— begin —

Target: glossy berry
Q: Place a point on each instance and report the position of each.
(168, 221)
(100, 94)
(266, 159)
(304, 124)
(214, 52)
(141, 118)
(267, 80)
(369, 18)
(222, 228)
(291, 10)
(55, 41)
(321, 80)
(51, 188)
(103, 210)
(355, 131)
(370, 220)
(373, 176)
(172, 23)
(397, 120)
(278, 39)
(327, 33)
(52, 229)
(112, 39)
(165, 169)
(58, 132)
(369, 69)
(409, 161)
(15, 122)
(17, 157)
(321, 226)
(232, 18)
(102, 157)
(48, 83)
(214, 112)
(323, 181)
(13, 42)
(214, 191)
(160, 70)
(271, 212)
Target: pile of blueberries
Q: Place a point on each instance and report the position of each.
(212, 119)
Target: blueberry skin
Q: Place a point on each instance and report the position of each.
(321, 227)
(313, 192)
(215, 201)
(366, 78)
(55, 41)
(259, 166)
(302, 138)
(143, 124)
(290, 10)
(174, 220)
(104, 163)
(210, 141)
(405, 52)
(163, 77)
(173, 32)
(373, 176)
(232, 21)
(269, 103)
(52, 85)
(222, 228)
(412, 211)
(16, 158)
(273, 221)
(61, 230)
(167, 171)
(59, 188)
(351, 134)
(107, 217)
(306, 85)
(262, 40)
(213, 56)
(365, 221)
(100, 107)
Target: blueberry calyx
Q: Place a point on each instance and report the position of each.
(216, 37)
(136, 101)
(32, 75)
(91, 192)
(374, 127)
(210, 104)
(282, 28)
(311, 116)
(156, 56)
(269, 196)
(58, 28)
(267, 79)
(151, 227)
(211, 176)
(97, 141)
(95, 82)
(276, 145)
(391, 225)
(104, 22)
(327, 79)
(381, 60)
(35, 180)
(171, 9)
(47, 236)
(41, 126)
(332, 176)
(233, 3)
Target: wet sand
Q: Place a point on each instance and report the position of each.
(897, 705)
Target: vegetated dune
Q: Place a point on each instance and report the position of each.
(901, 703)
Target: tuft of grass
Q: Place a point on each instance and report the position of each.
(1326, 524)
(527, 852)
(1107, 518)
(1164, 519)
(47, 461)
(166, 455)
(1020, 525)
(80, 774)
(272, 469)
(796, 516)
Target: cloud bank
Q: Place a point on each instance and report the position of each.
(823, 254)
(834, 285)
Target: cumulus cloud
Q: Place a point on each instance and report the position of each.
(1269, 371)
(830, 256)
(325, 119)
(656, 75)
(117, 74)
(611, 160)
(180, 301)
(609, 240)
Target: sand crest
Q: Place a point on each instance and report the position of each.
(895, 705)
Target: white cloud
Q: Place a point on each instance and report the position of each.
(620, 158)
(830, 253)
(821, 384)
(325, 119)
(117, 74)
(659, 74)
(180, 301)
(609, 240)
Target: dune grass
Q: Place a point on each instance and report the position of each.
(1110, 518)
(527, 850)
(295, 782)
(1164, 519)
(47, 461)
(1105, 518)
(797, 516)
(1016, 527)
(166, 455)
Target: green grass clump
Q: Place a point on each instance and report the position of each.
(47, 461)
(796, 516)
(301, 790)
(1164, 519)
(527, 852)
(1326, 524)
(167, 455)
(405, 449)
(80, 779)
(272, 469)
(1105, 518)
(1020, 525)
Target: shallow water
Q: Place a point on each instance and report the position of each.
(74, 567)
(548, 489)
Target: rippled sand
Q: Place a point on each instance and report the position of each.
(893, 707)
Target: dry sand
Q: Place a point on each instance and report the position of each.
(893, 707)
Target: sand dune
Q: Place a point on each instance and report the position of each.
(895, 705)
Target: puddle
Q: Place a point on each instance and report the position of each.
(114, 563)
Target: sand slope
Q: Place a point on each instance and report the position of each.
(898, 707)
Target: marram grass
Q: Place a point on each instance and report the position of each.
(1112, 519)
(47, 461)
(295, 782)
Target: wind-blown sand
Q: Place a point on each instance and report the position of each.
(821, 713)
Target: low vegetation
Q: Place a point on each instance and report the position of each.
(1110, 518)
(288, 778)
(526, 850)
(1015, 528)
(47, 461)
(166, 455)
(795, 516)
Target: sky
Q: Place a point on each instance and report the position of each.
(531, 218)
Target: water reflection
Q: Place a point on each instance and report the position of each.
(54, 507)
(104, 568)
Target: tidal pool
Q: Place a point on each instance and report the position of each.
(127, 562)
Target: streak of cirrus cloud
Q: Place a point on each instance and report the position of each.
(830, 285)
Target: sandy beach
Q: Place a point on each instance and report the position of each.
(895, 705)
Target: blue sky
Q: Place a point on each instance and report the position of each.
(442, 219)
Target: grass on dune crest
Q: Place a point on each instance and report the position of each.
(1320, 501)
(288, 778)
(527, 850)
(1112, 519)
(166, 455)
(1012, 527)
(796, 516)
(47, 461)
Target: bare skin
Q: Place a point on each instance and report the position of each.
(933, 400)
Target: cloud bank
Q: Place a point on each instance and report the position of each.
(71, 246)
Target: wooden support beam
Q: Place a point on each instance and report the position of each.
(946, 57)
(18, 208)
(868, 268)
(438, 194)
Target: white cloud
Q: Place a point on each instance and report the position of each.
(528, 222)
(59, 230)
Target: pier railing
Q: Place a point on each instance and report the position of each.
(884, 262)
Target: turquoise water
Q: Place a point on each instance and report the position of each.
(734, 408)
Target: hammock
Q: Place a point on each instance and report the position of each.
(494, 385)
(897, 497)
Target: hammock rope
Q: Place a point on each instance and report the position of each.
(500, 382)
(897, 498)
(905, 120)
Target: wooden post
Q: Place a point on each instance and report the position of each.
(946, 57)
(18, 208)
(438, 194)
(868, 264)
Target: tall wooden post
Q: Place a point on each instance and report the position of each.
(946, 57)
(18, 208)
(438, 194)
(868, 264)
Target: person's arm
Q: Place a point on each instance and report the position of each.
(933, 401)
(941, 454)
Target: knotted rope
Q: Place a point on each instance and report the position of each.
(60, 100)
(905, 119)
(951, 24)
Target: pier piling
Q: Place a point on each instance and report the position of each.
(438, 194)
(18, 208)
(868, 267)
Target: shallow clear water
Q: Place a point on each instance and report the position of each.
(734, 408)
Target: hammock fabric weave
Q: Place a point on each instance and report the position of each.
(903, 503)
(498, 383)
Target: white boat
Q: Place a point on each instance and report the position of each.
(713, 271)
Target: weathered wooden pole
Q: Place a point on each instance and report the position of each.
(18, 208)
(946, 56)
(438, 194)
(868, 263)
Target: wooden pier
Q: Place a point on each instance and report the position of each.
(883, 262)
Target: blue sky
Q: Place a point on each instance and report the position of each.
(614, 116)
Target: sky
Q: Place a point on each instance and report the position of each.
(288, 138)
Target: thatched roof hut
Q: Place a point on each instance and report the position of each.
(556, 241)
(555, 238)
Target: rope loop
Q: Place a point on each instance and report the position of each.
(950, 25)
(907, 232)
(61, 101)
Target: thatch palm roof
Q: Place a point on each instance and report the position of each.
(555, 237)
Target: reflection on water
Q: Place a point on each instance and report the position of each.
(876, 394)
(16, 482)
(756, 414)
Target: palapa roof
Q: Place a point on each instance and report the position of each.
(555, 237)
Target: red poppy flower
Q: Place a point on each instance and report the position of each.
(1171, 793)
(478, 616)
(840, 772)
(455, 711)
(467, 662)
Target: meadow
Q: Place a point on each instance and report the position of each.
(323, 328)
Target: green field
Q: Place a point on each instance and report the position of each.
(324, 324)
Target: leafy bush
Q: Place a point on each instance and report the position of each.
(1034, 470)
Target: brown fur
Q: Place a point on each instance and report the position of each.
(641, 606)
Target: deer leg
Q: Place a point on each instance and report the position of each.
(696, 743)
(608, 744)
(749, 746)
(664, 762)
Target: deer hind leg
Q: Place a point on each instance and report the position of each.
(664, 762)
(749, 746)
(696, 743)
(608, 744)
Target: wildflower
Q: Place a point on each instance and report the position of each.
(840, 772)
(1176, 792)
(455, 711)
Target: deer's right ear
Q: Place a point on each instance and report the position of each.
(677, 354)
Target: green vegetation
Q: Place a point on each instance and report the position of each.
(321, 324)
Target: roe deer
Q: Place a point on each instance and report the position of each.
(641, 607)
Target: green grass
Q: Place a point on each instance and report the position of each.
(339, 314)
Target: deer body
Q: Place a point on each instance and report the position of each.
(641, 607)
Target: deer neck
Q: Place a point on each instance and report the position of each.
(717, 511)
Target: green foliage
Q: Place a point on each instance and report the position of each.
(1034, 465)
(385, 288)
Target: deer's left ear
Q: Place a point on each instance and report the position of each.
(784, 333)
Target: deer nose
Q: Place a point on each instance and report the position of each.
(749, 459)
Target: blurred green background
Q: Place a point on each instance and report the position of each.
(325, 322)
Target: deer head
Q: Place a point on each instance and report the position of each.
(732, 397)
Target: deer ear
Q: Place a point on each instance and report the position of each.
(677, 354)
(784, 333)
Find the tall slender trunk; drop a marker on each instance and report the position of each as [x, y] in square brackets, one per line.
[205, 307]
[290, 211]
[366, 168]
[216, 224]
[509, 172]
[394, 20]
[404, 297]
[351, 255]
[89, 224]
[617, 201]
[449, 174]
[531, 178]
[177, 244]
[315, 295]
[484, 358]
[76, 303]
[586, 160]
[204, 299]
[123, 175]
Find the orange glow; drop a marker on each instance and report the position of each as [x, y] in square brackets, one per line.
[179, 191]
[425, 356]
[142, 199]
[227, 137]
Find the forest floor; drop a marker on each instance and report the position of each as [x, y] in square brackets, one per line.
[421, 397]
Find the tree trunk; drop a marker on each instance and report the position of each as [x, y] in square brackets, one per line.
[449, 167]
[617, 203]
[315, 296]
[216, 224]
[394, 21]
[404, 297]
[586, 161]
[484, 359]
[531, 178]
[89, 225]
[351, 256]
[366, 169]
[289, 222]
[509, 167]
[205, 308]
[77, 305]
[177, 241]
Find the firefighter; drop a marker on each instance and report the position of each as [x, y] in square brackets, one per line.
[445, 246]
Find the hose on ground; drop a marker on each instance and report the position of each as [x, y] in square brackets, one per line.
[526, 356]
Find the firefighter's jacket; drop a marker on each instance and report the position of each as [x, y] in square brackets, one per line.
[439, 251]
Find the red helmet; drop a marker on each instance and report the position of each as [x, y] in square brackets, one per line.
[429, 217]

— end —

Written task: Reproduce the records from the line containing "Find the red" through the end of the records, both included, leaving the request as is. Multiply each coordinate in the answers by 2.35 and round it to a whole number, with halves rounded up.

Answer to this task:
Find the red helmet; drop a marker on each instance and report the position of each as [x, y] in square brackets, one per line.
[1008, 510]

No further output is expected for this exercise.